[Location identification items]

-- begin --

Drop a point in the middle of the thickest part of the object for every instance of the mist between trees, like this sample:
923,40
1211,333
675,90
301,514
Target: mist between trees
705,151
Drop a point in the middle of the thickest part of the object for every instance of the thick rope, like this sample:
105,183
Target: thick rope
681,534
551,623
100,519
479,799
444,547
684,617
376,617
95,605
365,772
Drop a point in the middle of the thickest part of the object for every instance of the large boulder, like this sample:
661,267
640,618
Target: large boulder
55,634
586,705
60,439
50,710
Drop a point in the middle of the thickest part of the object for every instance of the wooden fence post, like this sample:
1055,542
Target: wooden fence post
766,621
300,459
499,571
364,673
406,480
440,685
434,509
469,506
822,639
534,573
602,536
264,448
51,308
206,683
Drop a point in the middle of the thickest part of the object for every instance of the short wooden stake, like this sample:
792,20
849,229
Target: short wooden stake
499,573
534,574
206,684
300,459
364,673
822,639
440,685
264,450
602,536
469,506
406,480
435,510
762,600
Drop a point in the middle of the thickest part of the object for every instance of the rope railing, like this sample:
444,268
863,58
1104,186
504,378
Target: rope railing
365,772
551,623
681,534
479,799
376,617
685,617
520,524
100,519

-- end --

Exercise
Rescale the lines above by writing all of them out again, requests included, with each answer coordinate multiplied by 0.2 and rounded to a whole number, halves rounding up. Leave the sample coordinates that follow each request unchanged.

Full output
Drop a point in the middle of the thickest part of the object for every instance of the mist between trees, like this sample:
923,40
1211,333
675,90
301,514
Target: mist between trees
141,30
Drop a point in the middle of the thickest part of the object for every instance of the thick rope, like this sample:
105,183
Target: thick rope
136,107
110,125
20,104
96,160
89,109
137,123
75,123
19,121
73,154
Drop a point in the middle of the thickest part of the object for every instance of the large boulder, like this sample:
661,267
640,618
Target: large boulder
11,127
117,141
12,88
10,142
Drop a point in the middle of the thickest part of the object for every instance of the wooden fence post, like this sample:
1055,542
Target: wooden fence post
153,124
60,92
100,114
73,135
81,96
88,137
87,102
94,101
164,128
107,115
120,107
53,90
10,62
41,137
Drop a point in the middle of the thickest part of the object for every instance of the short wooden stake, like this sample:
792,20
849,229
Target: short wooden stake
100,115
107,115
41,137
60,92
73,135
164,128
88,137
53,90
120,107
94,101
81,96
87,102
152,120
Drop a point in the middle of the thickest part of the object for every instance of the rope railing, like this sample:
444,268
863,58
1104,186
504,378
Target: rope railing
73,154
110,125
136,107
96,160
75,123
137,123
104,105
20,104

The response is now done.